** Start of Excerpted passage **
Where the Old Town Ends and Something Else Begins
Pylimo gatvė runs along the old boundary between Vilnius's medieval core and what became the New Town, and the building at number 23 carries that transitional history in its stonework. Above the entrance, a Yiddish restaurant sign survives from the era when this quarter was a centre of Jewish commercial and cultural life. Walking toward Gaspar's, you read the city's layered past before you've ordered a drink. That context is not incidental. It shapes how the room feels once you're inside: compact, historically weighted, the kind of space that resists the blank-slate aesthetic that defines newer Vilnius openings.
The physical container here does real editorial work. Where Vilnius's higher-end addresses such as Demo and Džiaugsmas occupy either expansive contemporary rooms or purpose-designed interiors, Gaspar's operates in a neighbourhood register. The seating arrangement is intimate rather than theatrical, the scale closer to a European neighbourhood bistro than to a destination dining room. That format places it in a specific tier: recognised, awarded, but deliberately without the ceremony that the city's one-Michelin-star addresses carry.
A Cuisine That Sits Alone in Its Category
Vilnius's awarded dining scene skews heavily toward modern Lithuanian and modern European formats. Nineteen18, Pas mus, and 14Horses all work within that broad current. Gaspar's operates in a different register entirely: Indian cooking, inflected with Portuguese culinary logic, executed by a Le Cordon Bleu-trained chef born in Goa. That combination is not a marketing positioning. It reflects biography. Chef Gaspar Fernandes grew up in a part of India that spent four and a half centuries under Portuguese administration, where the two culinary traditions became genuinely entangled at the level of spice use, technique, and ingredient preference. The menu at Gaspar's is the product of that specific cultural overlap, not a fusion concept applied from the outside.
In the wider European context, Goan-Portuguese cuisine rarely surfaces in the awarded tier. Compare the category positioning of Indian cooking across the continent: in London, Amaya represents the grills-and-small-plates approach; in Birmingham, Opheem sits at the modern-Indian end of the spectrum; in Dubai, Trèsind Studio and Avatara Restaurant operate in the haute-Indian format. Gaspar's claim is different: it is a neighbourhood restaurant, at the €€ price point, serving food that draws on a precise regional and biographical inheritance, and it has held a Michelin Bib Gourmand while doing so. That combination — accessibility, specificity, and institutional recognition — is uncommon in any European city.
The Menu: Concise, Produce-Driven, Seasonally Responsive
The menu structure at Gaspar's is deliberately narrow. Dishes are determined by available produce and calibrated with Indian spicing rather than constructed around a fixed set-piece format. That approach places the kitchen in a category closer to certain contemporary European small-plates models than to a traditional subcontinental restaurant operating a large, stable menu. The naan bread, made with locally milled whole wheat flour, arrives with a nuttiness that distinguishes it from the standard tandoor output. That sourcing decision, using Lithuanian-milled grain rather than imported flour, is a signal about the kitchen's orientation: local supply, adapted through an Indian technical tradition.
** End of Excerpted passage **
** Start of Information provided **
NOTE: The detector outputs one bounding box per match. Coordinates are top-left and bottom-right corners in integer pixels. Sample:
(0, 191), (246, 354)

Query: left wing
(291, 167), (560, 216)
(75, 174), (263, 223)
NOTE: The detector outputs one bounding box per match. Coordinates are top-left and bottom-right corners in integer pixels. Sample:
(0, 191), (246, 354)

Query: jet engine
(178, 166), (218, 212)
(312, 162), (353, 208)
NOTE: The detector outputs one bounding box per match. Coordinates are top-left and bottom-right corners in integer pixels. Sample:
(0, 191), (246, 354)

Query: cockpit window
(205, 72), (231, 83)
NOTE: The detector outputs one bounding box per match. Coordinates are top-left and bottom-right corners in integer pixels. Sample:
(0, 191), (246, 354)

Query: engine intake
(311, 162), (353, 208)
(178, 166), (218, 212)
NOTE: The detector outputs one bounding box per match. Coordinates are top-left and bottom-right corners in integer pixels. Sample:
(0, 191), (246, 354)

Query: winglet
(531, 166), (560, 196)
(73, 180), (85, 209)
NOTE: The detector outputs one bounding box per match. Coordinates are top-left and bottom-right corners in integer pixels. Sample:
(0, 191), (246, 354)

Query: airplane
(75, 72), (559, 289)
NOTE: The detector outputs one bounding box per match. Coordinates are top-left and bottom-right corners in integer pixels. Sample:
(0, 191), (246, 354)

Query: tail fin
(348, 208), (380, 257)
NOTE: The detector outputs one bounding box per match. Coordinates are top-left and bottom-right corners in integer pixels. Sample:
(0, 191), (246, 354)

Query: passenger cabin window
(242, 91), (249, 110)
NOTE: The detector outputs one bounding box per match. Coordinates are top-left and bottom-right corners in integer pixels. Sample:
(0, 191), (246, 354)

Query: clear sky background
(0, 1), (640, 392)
** End of Information provided **
** Start of Information provided **
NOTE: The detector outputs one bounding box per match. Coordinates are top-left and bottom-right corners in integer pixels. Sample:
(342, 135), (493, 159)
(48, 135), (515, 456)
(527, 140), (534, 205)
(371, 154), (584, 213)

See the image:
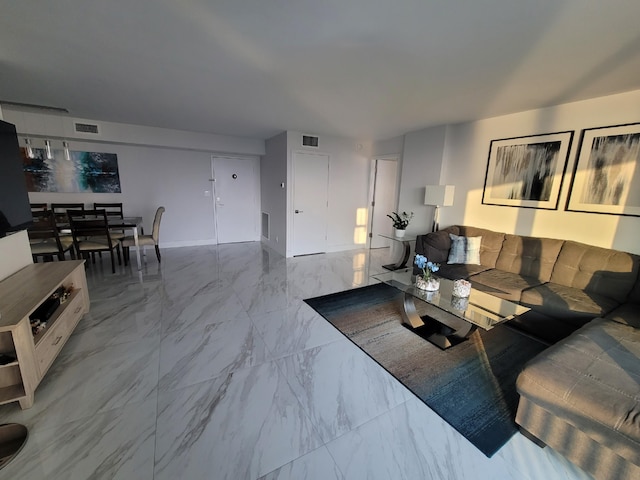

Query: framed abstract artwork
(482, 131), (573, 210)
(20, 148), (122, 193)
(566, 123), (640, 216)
** End of Information provided **
◆ Set tasks:
**1.** According to the restaurant review, where was Chef Gaspar Fernandes born?
**2.** Please copy the restaurant review word for word, from "Where the Old" to "newer Vilnius openings.".

◆ Results of the exercise:
**1.** In Goa.

**2.**
Where the Old Town Ends and Something Else Begins
Pylimo gatvė runs along the old boundary between Vilnius's medieval core and what became the New Town, and the building at number 23 carries that transitional history in its stonework. Above the entrance, a Yiddish restaurant sign survives from the era when this quarter was a centre of Jewish commercial and cultural life. Walking toward Gaspar's, you read the city's layered past before you've ordered a drink. That context is not incidental. It shapes how the room feels once you're inside: compact, historically weighted, the kind of space that resists the blank-slate aesthetic that defines newer Vilnius openings.